- [PROBLEM REQUIREMENTS]: State how many lines in the items below contain the word "sponsor" with matching case. Reply with the number alone.

- [RECORDS SHOWN]:
_ _ _ _ _
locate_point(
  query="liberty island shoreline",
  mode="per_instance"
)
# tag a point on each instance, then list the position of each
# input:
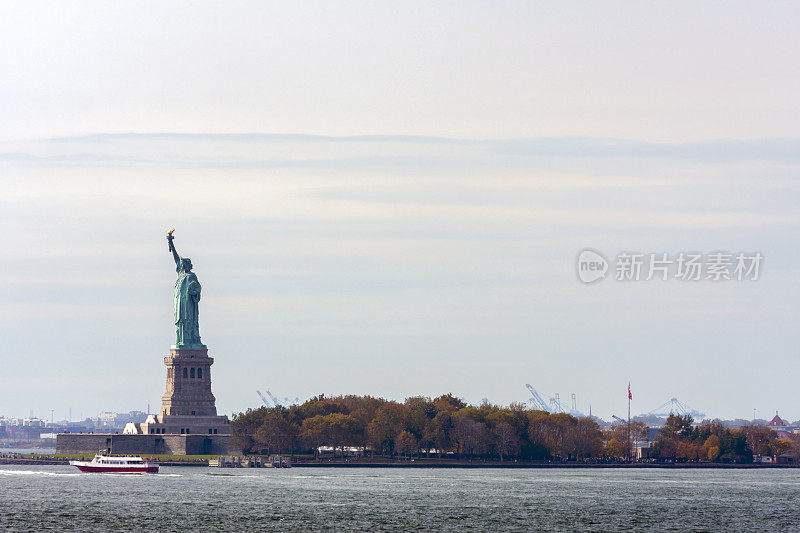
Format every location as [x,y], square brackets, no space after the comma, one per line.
[436,463]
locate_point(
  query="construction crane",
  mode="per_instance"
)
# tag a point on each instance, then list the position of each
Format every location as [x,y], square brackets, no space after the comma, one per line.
[263,399]
[276,401]
[675,406]
[555,404]
[536,399]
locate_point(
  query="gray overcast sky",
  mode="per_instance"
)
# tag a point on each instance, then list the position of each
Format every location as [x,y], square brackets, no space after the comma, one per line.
[400,205]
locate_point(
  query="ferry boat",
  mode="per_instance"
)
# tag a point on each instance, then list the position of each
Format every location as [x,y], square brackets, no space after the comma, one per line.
[113,464]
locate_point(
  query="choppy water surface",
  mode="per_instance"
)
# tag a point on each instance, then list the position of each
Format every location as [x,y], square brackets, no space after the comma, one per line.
[307,499]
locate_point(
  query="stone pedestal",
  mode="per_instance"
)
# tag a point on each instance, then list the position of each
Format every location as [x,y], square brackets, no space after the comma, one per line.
[188,383]
[188,405]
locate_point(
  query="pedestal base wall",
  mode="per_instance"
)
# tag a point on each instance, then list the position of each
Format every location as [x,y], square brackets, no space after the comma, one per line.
[144,444]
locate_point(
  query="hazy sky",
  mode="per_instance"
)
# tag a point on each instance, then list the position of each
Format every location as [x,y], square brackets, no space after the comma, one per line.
[390,201]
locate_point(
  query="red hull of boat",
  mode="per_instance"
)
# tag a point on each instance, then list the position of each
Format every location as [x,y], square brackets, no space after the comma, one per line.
[118,469]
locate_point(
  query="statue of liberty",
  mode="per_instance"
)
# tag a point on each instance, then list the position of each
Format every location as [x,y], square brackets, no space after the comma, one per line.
[187,299]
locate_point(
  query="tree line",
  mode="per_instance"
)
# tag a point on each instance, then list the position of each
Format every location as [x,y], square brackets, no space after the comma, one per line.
[421,426]
[681,440]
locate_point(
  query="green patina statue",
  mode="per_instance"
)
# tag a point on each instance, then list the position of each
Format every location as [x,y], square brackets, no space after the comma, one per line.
[187,299]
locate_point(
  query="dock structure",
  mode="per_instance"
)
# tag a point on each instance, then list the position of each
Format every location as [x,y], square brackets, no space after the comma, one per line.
[235,461]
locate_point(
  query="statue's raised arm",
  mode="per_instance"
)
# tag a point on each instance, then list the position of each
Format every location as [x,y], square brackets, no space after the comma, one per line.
[187,299]
[172,249]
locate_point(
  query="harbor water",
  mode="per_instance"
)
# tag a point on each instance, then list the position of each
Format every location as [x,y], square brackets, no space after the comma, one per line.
[35,498]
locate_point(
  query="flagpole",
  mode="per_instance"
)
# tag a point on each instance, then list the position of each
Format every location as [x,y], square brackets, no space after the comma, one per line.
[629,421]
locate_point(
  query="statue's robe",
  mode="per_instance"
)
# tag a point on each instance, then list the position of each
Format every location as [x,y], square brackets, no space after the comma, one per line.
[187,312]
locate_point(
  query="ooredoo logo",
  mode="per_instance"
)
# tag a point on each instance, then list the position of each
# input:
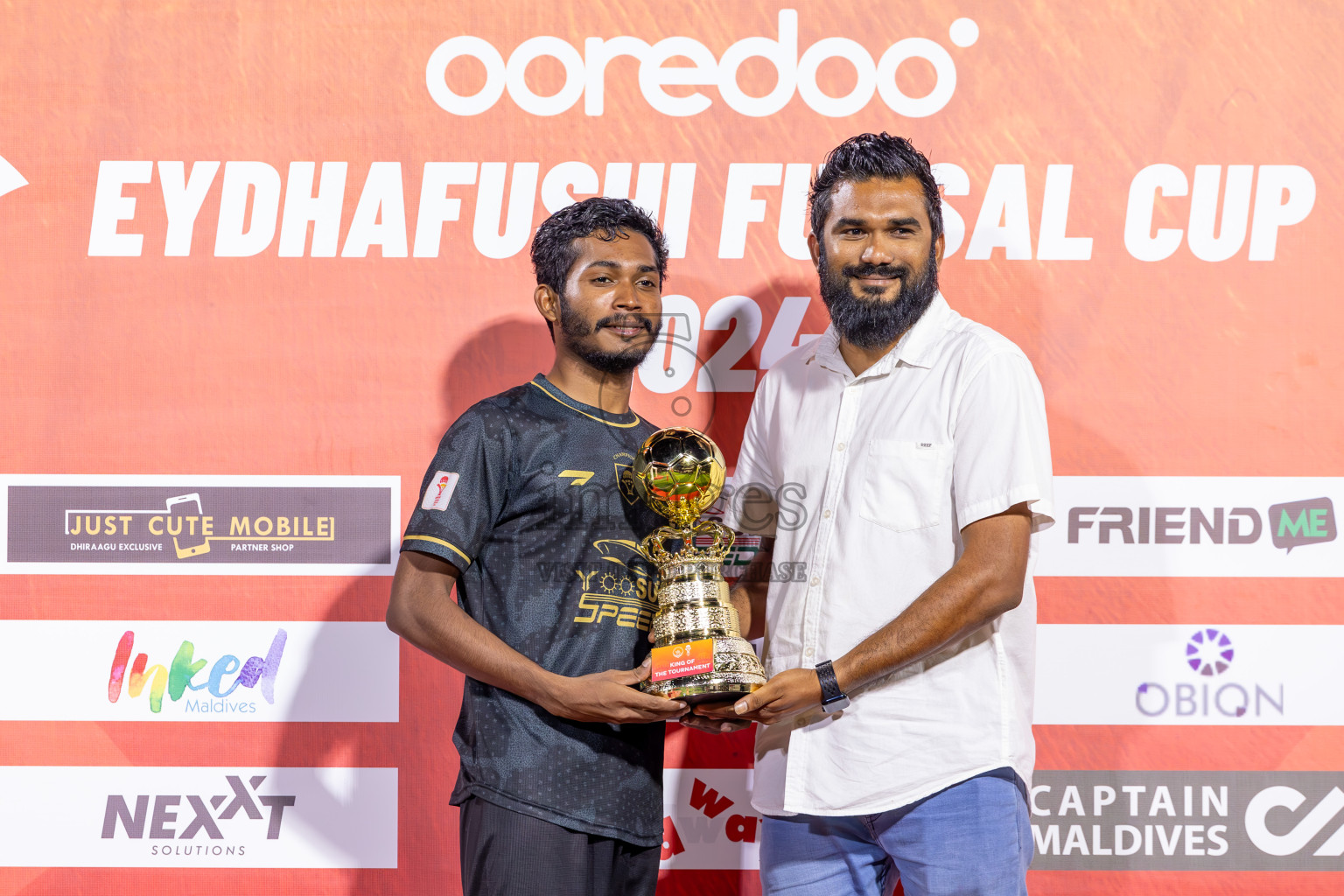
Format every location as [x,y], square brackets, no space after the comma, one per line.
[584,74]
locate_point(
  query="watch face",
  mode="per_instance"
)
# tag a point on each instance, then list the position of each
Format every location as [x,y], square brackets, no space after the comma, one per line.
[837,704]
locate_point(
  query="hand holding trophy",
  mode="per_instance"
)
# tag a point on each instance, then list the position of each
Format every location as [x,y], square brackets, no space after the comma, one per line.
[699,653]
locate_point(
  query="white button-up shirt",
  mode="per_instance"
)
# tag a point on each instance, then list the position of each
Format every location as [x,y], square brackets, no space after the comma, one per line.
[872,477]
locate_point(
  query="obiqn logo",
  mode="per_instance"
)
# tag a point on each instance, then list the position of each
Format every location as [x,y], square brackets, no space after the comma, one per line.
[1208,652]
[10,178]
[1303,522]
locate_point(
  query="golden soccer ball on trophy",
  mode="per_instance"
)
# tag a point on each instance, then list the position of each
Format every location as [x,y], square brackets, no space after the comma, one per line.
[699,652]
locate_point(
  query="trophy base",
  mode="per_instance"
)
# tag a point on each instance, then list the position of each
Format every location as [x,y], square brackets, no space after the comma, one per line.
[706,688]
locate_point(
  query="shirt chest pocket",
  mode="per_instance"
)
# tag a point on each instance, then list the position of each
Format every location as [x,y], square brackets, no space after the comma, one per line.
[905,484]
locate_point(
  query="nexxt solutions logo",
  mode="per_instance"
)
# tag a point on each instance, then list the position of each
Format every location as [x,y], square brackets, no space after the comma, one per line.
[168,670]
[1188,820]
[1194,527]
[1168,675]
[185,817]
[338,526]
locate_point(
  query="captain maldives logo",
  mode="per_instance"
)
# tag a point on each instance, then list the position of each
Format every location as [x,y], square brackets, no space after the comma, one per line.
[179,679]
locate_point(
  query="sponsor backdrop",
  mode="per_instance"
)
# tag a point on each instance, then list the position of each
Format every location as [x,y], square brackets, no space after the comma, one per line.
[256,256]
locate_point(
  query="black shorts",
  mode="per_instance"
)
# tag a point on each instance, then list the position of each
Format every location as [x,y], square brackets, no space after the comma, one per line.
[507,853]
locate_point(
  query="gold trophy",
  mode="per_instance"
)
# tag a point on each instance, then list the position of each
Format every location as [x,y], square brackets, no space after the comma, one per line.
[699,653]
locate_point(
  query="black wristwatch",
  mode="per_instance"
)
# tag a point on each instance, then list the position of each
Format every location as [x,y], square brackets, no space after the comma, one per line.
[832,699]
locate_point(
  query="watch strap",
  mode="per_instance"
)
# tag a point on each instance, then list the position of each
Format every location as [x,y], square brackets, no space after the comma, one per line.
[830,685]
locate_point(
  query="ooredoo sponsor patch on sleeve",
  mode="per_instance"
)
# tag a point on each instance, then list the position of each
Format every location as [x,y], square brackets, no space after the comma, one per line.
[440,491]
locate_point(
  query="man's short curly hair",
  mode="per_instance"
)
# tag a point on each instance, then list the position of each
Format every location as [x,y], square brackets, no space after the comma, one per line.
[554,248]
[864,158]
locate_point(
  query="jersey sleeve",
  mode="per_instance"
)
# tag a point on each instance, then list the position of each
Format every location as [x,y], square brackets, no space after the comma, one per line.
[1002,444]
[464,489]
[752,507]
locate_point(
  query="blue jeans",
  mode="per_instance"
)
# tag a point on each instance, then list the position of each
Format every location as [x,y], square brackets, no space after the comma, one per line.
[970,838]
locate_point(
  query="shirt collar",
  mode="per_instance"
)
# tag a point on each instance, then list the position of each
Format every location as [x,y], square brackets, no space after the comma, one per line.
[915,348]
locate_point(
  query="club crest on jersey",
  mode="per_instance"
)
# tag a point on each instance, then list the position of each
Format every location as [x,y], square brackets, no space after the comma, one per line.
[440,491]
[624,462]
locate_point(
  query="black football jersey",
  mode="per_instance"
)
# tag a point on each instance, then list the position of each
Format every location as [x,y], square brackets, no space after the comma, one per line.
[529,496]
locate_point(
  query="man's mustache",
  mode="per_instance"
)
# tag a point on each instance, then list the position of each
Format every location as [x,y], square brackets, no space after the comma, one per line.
[885,271]
[626,320]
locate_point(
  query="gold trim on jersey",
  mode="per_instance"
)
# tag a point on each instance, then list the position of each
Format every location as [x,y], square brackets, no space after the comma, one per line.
[446,544]
[547,394]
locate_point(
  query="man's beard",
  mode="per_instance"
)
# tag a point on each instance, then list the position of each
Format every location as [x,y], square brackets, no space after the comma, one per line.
[578,335]
[875,324]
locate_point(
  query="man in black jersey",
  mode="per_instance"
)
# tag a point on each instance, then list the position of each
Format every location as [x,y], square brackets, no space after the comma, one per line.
[529,511]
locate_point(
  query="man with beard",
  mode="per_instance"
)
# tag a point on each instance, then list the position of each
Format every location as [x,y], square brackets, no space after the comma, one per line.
[524,509]
[895,731]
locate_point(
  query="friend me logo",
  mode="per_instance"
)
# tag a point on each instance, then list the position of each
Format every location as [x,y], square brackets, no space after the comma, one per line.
[1292,524]
[1208,654]
[584,74]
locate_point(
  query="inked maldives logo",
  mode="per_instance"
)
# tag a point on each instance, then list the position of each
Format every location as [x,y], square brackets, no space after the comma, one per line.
[179,676]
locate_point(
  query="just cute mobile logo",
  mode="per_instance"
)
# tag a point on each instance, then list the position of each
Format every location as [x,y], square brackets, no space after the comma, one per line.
[185,677]
[794,72]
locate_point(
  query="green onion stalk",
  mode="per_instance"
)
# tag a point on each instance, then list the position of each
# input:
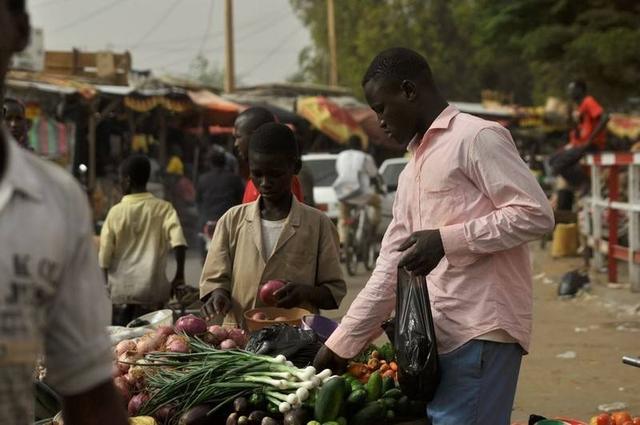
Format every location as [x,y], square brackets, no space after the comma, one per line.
[217,377]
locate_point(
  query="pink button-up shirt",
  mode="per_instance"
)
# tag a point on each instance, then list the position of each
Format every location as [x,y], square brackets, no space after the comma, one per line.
[466,178]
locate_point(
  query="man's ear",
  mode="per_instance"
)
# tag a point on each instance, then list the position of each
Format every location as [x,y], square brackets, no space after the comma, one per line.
[297,166]
[409,90]
[23,27]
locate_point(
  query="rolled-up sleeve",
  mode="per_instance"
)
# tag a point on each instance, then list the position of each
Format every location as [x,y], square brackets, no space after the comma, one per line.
[107,242]
[329,273]
[173,228]
[218,266]
[376,301]
[522,212]
[78,349]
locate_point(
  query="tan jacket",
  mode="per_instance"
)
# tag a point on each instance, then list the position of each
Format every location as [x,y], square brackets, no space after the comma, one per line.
[307,252]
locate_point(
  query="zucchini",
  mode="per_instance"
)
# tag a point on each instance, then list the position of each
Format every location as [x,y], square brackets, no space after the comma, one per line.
[357,398]
[388,384]
[330,399]
[393,393]
[373,413]
[374,386]
[403,408]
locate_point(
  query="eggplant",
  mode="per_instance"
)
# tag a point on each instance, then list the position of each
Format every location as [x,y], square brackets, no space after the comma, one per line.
[197,415]
[232,419]
[295,417]
[241,405]
[255,418]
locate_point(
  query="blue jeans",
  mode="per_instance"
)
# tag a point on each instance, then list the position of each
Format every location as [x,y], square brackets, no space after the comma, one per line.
[477,385]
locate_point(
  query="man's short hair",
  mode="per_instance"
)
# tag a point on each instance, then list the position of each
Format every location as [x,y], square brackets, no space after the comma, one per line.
[17,5]
[137,168]
[398,64]
[274,138]
[255,117]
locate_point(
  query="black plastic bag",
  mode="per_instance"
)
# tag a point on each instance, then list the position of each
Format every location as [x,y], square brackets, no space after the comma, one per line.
[297,345]
[415,338]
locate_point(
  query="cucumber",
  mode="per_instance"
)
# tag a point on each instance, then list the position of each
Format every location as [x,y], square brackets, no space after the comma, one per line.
[388,384]
[373,413]
[330,399]
[393,393]
[374,386]
[390,415]
[389,403]
[403,408]
[357,398]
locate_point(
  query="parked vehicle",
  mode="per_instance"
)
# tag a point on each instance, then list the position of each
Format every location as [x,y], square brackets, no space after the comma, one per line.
[323,169]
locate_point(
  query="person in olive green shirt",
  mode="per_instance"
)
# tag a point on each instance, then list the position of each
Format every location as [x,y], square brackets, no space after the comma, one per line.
[134,242]
[274,237]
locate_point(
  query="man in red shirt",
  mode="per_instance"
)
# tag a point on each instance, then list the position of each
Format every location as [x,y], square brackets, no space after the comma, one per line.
[591,118]
[246,123]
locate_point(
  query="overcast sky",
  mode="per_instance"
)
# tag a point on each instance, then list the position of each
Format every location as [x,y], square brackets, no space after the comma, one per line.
[165,35]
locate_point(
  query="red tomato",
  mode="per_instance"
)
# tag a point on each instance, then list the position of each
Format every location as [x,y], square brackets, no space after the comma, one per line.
[619,418]
[601,419]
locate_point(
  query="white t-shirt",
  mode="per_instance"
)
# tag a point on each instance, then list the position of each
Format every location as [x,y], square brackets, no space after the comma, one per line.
[52,293]
[271,231]
[355,170]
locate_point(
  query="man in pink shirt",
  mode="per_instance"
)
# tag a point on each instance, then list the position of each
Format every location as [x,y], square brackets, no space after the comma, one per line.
[465,209]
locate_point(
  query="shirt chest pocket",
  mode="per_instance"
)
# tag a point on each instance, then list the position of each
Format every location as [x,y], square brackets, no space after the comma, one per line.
[441,207]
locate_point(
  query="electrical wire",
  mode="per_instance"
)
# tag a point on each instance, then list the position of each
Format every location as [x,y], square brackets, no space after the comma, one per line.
[205,37]
[157,24]
[84,18]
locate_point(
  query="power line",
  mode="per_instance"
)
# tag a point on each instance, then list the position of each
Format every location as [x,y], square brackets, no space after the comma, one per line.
[208,29]
[270,53]
[84,18]
[157,24]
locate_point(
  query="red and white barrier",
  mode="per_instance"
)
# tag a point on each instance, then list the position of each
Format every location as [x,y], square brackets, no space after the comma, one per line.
[608,247]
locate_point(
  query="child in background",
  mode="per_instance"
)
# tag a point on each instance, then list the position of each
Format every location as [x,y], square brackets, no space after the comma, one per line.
[274,237]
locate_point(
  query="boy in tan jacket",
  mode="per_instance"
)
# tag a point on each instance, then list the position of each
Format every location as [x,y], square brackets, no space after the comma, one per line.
[274,237]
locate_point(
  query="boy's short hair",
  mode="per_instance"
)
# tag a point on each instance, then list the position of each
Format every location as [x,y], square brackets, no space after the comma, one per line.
[137,168]
[398,64]
[274,138]
[7,101]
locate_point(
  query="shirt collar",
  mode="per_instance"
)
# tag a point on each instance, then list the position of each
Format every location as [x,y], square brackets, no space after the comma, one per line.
[18,172]
[442,122]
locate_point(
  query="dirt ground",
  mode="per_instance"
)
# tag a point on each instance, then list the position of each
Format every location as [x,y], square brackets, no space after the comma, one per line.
[600,326]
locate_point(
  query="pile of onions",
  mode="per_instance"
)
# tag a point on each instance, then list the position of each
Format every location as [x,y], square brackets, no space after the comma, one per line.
_ _ _ _ _
- [CORRECT RESULT]: 2